→ Vorliegender Text:

Nirgendwo in Deutschland wird mehr demonstriert als in der Bundeshauptstadt. Das hat natürlich viel damit zu tun, dass sie Sitz der politischen Macht in der Republik ist. Aber es gibt da noch einen anderen Grund.

Von Jan Heidtmann, Berlin

In der langen Reihe von politischen Veranstaltungen, Kundgebungen und Demonstrationen an diesem Tag nimmt die Dame mit der rosa Jacke und dem bunten Tuch um den Kopf eine besondere Stellung ein. Nicht nur, weil sie seit zwei Stunden regungs- und sprachlos mit flehentlich erhobenen Armen auf der Jannowitzbrücke in Berlin-Mitte steht. Sie gehört zu der religiösen Bewegung Falun Gong aus China, auch Falun Dafa genannt. Seit mehr als 20 Jahren halten deren Mitglieder hier eine Mahnwache ab, Tag für Tag und damit länger und dauerhafter als jede andere Gruppierung in der Hauptstadt. So wollen sie ihre Verfolgung durch die chinesische Regierung anprangern; genau gegenüber thront das riesige Gebäude der chinesischen Botschaft in Berlin.

Datensätze zur Punktsetzung

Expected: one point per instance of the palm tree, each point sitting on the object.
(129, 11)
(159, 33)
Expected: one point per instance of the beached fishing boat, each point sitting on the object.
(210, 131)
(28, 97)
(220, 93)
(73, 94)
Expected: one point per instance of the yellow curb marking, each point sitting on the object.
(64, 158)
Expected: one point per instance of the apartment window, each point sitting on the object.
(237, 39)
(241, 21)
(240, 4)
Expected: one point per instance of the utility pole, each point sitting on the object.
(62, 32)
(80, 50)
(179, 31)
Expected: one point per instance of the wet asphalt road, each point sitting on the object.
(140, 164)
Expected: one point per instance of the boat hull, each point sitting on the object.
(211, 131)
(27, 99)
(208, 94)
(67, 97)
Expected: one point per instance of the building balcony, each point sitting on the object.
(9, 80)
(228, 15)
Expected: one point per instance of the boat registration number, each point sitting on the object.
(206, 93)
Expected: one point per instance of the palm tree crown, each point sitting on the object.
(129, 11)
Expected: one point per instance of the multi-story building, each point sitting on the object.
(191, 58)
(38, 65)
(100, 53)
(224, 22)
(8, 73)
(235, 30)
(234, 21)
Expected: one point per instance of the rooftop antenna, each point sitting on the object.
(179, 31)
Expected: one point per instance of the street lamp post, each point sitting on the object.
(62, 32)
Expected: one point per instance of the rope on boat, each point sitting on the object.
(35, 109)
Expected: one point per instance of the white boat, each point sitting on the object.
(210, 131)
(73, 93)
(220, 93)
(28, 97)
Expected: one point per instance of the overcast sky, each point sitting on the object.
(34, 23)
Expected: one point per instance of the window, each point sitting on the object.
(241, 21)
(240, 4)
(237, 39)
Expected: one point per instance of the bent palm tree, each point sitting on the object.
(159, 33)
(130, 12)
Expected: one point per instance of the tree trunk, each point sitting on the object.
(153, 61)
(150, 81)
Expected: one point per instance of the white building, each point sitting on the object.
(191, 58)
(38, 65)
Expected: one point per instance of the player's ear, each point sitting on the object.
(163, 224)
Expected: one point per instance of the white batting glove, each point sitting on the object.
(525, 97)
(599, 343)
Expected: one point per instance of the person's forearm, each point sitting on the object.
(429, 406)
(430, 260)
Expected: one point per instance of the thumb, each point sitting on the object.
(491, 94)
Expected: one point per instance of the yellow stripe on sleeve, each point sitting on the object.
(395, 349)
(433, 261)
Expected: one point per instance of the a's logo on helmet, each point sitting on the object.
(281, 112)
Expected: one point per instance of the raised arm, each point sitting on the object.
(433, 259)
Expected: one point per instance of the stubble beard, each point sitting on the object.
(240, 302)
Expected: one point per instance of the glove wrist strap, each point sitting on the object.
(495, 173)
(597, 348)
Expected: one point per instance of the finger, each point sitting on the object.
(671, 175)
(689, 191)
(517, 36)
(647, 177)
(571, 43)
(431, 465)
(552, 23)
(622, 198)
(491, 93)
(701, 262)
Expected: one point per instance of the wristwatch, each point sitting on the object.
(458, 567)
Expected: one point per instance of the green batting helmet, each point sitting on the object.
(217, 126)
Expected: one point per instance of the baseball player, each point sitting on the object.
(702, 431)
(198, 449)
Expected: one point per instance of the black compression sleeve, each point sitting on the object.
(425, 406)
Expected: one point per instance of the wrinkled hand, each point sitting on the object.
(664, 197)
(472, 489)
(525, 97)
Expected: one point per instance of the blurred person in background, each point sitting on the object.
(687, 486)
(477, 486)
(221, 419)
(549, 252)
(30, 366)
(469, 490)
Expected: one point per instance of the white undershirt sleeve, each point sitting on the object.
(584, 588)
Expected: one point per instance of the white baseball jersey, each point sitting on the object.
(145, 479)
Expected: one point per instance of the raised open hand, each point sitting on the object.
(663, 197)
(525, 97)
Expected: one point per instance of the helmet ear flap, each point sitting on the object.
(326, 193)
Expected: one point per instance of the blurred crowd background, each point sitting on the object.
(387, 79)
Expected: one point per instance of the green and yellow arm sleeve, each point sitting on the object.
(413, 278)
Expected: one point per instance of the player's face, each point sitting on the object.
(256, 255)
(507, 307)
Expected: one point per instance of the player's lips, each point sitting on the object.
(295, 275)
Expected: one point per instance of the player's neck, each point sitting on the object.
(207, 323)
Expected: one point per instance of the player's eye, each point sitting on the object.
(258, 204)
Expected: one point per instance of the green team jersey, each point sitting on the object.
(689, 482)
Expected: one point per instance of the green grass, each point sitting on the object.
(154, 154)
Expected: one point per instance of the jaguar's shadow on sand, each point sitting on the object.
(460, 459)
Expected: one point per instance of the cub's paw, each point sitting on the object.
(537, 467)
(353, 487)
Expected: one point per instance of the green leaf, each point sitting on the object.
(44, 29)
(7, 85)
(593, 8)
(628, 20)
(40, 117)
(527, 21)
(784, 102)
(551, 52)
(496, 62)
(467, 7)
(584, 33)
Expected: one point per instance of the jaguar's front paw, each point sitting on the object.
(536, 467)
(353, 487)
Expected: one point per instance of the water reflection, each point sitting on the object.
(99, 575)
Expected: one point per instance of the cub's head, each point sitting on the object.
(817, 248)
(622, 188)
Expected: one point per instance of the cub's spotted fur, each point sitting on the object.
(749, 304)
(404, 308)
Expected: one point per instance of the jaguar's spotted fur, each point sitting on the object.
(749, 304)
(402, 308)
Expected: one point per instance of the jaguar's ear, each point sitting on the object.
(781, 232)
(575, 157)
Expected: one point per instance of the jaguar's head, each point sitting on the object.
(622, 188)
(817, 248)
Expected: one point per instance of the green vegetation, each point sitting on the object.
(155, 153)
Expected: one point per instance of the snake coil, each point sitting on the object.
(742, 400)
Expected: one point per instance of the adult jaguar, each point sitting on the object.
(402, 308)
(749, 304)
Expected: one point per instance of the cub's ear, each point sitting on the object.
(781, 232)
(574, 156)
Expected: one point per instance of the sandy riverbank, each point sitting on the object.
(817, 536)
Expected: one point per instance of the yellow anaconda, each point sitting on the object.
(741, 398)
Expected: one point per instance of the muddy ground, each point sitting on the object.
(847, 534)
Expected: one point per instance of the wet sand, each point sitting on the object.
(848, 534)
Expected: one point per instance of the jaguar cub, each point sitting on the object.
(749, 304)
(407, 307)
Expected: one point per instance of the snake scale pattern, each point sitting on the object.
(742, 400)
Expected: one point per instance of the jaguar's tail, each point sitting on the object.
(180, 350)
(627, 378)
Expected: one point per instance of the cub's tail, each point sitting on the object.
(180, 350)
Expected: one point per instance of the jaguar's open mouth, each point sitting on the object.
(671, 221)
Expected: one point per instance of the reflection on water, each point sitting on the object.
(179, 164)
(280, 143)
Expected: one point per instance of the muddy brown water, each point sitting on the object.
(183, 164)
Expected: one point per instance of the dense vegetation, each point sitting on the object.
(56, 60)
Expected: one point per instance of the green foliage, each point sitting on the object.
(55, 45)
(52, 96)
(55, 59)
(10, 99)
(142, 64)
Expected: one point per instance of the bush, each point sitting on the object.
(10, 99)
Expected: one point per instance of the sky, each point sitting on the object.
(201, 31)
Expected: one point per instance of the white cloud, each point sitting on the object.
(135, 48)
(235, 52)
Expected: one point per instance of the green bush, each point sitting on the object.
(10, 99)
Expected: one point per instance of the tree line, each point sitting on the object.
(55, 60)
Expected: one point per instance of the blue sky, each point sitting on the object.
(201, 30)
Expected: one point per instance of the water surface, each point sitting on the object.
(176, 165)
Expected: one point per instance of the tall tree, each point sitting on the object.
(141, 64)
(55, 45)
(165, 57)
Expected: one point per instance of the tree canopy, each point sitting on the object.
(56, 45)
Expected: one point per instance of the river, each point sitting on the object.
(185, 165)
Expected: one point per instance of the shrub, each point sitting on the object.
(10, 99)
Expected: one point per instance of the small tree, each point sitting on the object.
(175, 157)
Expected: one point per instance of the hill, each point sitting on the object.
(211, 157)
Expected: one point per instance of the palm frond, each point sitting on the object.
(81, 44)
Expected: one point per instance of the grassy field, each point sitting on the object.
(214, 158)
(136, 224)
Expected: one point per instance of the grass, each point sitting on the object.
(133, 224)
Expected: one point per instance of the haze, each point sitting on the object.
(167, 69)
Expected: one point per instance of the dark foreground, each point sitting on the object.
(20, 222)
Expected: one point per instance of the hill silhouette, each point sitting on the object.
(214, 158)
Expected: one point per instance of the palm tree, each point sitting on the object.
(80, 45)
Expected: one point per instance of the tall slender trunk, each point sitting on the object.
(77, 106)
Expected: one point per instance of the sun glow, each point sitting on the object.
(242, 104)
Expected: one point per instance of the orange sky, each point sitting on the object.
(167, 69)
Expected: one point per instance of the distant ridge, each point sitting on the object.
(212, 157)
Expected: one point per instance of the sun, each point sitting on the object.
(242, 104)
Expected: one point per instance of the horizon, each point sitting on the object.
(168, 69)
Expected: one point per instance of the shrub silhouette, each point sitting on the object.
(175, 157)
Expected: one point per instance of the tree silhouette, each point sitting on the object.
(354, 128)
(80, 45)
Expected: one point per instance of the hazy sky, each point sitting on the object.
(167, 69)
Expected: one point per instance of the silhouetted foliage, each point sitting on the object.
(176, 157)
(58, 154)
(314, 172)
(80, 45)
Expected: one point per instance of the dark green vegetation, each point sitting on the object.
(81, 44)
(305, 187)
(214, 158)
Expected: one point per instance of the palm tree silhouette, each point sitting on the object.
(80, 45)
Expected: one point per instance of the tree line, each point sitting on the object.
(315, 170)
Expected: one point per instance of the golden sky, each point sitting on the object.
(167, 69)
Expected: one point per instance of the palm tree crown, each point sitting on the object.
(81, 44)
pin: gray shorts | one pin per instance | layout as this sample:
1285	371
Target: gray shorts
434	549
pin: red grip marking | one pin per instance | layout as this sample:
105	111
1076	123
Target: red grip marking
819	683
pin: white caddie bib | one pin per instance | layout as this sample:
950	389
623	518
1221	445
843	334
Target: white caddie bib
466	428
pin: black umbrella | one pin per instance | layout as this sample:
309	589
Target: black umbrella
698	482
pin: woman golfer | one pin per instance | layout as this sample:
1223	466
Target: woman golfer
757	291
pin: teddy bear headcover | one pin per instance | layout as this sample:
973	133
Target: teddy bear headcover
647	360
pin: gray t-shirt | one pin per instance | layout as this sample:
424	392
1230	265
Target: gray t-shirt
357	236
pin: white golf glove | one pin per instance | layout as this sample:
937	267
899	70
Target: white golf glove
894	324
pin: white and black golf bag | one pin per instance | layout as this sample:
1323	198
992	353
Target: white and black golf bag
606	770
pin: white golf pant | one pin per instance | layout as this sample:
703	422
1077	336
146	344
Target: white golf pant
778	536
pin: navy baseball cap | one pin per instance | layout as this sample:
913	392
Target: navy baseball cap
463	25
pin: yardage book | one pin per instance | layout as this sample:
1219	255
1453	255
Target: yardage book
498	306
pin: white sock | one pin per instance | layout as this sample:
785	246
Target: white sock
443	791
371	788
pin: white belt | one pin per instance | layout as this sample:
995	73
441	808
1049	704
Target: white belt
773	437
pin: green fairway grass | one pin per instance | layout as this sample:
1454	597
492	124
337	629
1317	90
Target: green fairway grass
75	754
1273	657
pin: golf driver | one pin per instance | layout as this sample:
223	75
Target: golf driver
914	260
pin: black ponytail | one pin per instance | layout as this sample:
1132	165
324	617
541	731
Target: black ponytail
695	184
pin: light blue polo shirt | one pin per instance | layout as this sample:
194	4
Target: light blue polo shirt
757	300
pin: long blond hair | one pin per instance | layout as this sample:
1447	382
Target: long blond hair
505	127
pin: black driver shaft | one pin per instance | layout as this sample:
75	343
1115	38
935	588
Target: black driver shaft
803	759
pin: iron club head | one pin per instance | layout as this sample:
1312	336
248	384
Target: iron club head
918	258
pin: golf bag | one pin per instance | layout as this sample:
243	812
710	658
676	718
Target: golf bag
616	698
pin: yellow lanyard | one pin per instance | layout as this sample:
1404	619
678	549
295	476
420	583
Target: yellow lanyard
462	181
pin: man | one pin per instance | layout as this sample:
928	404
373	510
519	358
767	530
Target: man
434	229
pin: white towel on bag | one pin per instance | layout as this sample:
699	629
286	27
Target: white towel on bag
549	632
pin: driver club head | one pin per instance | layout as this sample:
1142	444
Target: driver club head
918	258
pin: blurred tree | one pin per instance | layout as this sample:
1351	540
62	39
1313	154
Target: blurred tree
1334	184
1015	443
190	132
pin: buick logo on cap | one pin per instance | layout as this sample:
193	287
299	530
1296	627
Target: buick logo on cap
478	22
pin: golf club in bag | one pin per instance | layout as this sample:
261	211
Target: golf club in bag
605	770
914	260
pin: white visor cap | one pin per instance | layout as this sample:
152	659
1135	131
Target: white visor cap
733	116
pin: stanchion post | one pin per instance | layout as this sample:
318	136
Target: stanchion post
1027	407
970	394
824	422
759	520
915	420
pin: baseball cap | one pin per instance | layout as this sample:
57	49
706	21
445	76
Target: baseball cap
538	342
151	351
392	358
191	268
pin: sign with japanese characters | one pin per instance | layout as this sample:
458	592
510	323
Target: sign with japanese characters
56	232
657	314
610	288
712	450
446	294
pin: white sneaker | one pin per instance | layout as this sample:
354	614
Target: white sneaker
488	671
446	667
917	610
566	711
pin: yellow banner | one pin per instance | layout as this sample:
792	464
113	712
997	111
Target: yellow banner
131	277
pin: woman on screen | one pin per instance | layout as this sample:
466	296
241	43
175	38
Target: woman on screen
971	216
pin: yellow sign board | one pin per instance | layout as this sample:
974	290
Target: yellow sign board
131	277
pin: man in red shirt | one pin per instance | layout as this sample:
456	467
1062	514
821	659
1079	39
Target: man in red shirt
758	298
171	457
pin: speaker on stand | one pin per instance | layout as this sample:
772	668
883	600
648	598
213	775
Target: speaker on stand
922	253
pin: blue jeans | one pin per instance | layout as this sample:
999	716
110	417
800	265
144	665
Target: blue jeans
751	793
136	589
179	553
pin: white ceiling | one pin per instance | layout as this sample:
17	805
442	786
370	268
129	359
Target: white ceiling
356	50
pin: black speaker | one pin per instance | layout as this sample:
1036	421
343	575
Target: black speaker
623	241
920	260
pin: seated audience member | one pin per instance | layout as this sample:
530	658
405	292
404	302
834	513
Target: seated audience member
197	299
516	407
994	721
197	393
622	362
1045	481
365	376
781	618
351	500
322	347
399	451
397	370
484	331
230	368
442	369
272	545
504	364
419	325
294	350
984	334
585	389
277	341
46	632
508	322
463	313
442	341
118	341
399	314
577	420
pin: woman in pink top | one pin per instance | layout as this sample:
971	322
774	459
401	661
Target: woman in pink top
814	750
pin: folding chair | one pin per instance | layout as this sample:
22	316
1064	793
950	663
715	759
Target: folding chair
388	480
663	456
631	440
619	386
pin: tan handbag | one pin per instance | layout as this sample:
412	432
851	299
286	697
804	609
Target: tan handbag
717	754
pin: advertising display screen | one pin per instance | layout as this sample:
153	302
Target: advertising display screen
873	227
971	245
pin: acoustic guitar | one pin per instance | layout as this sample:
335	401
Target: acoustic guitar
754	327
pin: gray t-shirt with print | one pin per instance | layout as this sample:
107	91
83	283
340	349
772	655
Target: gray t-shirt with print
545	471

→ Aufgabenstellung: Schreib den Text über die vielen Demonstrationen in Berlin nach seinem letzten Satz weiter.

→ Antwort:
Die diplomatischen Vertretungen sind nur ein Grund, weshalb in Berlin so viel demonstriert wird wie in keiner anderen Stadt der Republik. Dass die Landwirte hier vor wenigen Tagen mit ihren Traktoren lärmend protestierten, lag daran, dass in Berlin eben auch die Bundesregierung sitzt. Ein Auslöser für die vielen propalästinensischen Demonstrationen in der Stadt seit Beginn des Kriegs im Gaza-Streifen ist wiederum die große arabische Community in Berlin. Ganz grundsätzlich gilt: Wenn sich in der Welt etwas tut, bekommt man es auch in Berlin zu spüren. An die 7000 politische Kundgebungen gibt es hier im Jahr. Zur Mietenpolitik, für Veganismus oder gegen Pullover aus Kaschmirwolle, irgendetwas ist immer.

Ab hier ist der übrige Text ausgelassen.